This may be imperceptible to the Japanese eye. Yet I cannot stress enough how radical this gesture toward perspective is to Eurocentric, gravitationally grounded perception since the Renaissance. For Japan is the domain where ground hums, space vibrates and all traverse of the two endears rhythm, frequency and velocity - metaphors alien to European discourses on land mass and their artistic rendering. Narahashi's seascapes defy land as having potential to be kept still. Furthermore, her oceanic vistas are less spatial and more temporal: their swirling currents enveloping indiscriminate globules of land pose the ocean as 'all time' and the land - possibly representing 'Japan' - as merely 'a point in time'.

Narahashi's images serve as an ideal portal to this review. As part of the Australian advisory team, I witnessed the long gestation which allowed the RAPT! project to grow through a fertile rhizomatic networking between the critical outlooks of curators Iida Shihoko, Fumihiko Sumitomo and Yukihiro Hirayoshi. Always, this was an exciting project due to their notable refusal to 'code Japanese-ness' for an Australian audience. More importantly, the artists selected for the project generally appeared to be working not only beyond nationalist implications (critically stating their 'Japanese-ness') but also beyond internationalist paradigms which continue to contract creative enterprise into socio-anthropological investigation.

Tomoko Konoike - Mimio's Journey (2003); Kazuna Taguchi - She Can’t Even Remember (2004)

Narahashi's watery walls of opaque density are suitably 'beyond image': they are documents of time and flux, posing in the masked guise of landscape photography. A parallel strategy is discernible in Hirofumi Katayama's vectorscapes. My first impression is that these are photographs of impossibly sterile architectural voids - designed by precious architects who feel violated when humans dare enter their created spaces. As I hover about 5cm from the surface of Katayama's images, I then perceive the algorithmically simulated glint on a stainless steel barrier: the image suddenly becomes transformed into a true vectorscape within my consciousness. I now know I am inhabiting the unreal, and that within this 'n_scape' I am liberated to traverse its impossible blankness - to go nowhere but be everywhere at once.

**ROWS**
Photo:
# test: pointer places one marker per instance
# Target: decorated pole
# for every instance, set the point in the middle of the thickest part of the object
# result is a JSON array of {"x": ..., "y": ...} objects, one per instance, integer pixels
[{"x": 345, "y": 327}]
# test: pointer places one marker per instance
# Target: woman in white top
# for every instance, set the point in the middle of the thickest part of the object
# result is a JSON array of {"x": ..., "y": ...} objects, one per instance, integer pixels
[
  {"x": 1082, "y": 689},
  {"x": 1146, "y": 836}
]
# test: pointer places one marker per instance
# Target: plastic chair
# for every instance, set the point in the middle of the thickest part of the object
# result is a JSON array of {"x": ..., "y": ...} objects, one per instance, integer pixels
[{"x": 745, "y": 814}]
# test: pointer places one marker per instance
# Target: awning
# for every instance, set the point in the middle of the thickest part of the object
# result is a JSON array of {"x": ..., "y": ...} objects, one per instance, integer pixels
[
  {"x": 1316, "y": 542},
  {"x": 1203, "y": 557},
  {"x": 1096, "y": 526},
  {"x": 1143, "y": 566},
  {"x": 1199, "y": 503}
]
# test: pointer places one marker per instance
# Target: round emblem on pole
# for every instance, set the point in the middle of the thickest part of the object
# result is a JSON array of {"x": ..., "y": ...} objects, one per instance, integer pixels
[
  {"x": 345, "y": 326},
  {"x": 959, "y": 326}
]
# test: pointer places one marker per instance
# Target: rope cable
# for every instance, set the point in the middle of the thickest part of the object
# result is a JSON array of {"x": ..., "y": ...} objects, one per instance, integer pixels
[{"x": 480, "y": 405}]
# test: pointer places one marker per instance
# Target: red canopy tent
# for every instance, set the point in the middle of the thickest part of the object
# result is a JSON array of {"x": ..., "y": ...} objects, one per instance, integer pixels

**PROBLEM DETAILS**
Please transcribe the review starting at "Narahashi's images serve" and ending at "into socio-anthropological investigation.". Rely on the review alone; the rows play no part.

**TASK OUTPUT**
Narahashi's images serve as an ideal portal to this review. As part of the Australian advisory team, I witnessed the long gestation which allowed the RAPT! project to grow through a fertile rhizomatic networking between the critical outlooks of curators Iida Shihoko, Fumihiko Sumitomo and Yukihiro Hirayoshi. Always, this was an exciting project due to their notable refusal to 'code Japanese-ness' for an Australian audience. More importantly, the artists selected for the project generally appeared to be working not only beyond nationalist implications (critically stating their 'Japanese-ness') but also beyond internationalist paradigms which continue to contract creative enterprise into socio-anthropological investigation.